→ **Short exercise**:
Reproduce the rows below line for line, with no changes.

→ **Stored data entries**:
** START **

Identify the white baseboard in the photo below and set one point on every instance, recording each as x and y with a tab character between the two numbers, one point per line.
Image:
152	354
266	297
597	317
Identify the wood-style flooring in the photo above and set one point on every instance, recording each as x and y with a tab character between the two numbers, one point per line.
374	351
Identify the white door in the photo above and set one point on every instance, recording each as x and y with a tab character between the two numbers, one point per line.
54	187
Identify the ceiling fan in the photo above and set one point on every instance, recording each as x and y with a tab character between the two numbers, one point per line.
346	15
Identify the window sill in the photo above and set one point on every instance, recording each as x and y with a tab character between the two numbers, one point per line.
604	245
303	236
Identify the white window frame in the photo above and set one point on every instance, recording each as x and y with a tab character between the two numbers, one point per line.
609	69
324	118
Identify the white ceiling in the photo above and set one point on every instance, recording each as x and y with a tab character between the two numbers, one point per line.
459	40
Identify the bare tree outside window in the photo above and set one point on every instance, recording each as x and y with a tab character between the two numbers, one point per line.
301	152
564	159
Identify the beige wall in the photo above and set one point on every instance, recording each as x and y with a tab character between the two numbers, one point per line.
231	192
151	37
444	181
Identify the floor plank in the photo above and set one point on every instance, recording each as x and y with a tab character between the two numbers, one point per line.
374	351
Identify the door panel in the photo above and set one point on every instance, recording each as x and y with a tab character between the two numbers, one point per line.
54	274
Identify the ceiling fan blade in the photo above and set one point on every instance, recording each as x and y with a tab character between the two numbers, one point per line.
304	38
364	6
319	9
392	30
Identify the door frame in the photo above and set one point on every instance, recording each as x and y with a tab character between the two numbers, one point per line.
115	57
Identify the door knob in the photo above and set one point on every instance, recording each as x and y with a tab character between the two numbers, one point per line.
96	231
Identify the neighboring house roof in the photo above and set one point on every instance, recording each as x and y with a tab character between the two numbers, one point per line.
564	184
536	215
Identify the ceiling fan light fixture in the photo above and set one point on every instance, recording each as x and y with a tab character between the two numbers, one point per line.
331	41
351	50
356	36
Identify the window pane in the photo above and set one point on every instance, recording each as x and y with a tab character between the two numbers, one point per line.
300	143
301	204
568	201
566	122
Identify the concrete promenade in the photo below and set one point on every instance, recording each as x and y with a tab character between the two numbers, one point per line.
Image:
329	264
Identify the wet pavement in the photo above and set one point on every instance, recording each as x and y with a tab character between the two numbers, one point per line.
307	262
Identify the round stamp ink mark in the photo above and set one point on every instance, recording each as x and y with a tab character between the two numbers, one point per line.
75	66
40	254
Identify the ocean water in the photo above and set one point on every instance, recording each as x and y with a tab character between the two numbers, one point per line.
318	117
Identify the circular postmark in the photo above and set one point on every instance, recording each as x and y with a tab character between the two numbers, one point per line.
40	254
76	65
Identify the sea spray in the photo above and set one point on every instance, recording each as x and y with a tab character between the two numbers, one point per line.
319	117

** END **

→ **Completed task**:
Identify the white baseboard in the photo below and set one point on every instance, recording each as x and y with a tab character between the two numbers, one point per line.
Image:
152	354
266	297
597	317
Identify the wood-style flooring in the photo above and set one point on every instance, recording each as x and y with a tab character between the two numbers, one point per line.
374	351
Identify the white door in the photo above and set one point on every instance, recording each as x and y with a tab character between the two numbers, one point per line.
54	187
Identify the ceiling fan in the photo above and set one point on every instance, recording each as x and y with a tab character between the two numbers, one point per line.
346	15
Identify the window sill in the photo above and set one point on every instance, recording each as x and y with a tab character between the two numbers, one point per line.
604	245
303	236
Identify the white window frame in the photo above and set one point on every instance, recording each as x and y with a tab character between the two numbers, one point per line.
609	69
324	118
Identify the white ceiling in the photo above and set one point on every instance, recording each as x and y with a tab character between the two numbers, one point per line.
459	40
Identify the bare tree outside window in the photo above and set one point on every instance, recording each as x and y with a tab character between the two numbers, one point per line.
301	152
564	159
Identify the beige wall in the photo above and set one point on every instance, recording each as x and y with a tab character between the two numbers, one point per line.
231	192
151	37
444	181
Identify the floor plank in the photo above and set one point on every instance, recording each as x and y with a tab character between the two numbers, one point per line.
374	351
Identify the door panel in the photo above and set one point on every instance, recording each as x and y with a tab character between the two numbers, one point per line.
54	274
Identify the ceiling fan blade in the photo above and set one point on every instance, recording each as x and y with a tab character between the two numbers, one point per line.
304	38
364	6
319	9
392	30
Identify the door frame in the photo above and set one point on every instance, recording each as x and y with a tab character between the two numbers, one point per line.
115	57
Identify the door knob in the photo above and set one point on every instance, recording each as x and y with a tab character between the two numbers, one point per line.
96	231
Identify the neighboring house roof in the photo above and set one point on every instance, recording each as x and y with a tab character between the two numbers, one point per line.
564	184
536	215
Identify the ceiling fan light fixture in the photo above and set one point on every instance, recording each as x and y with a tab character between the two numbers, one point per line.
331	41
351	50
356	36
Identify the window pane in the photo above and set one point on every instance, recording each as x and y with a tab character between the two numbers, one point per line.
300	143
301	204
568	201
566	122
Identify the concrete promenade in the photo below and set one point on every instance, recording each as x and y with a tab character between the two numbers, one point per line.
Image:
329	264
Identify the wet pavement in the photo above and set one point on every instance, recording each as x and y with a tab character between the two numbers, one point per line.
307	262
Identify the round stamp ink mark in the photo above and set one point on every instance, recording each as x and y with a tab character between the two numbers, one point per line.
75	66
40	254
Identify the ocean water in the photo above and set one point on every instance, recording each as x and y with a tab character between the two numbers, one point per line.
318	117
Identify the circular postmark in the photo above and set one point on every instance, recording each as x and y with a tab character between the two numbers, one point per line.
40	254
76	65
Identify the sea spray in the photo above and set one point on every instance, recording each as x and y with a tab character between the two numbers, one point per line.
319	117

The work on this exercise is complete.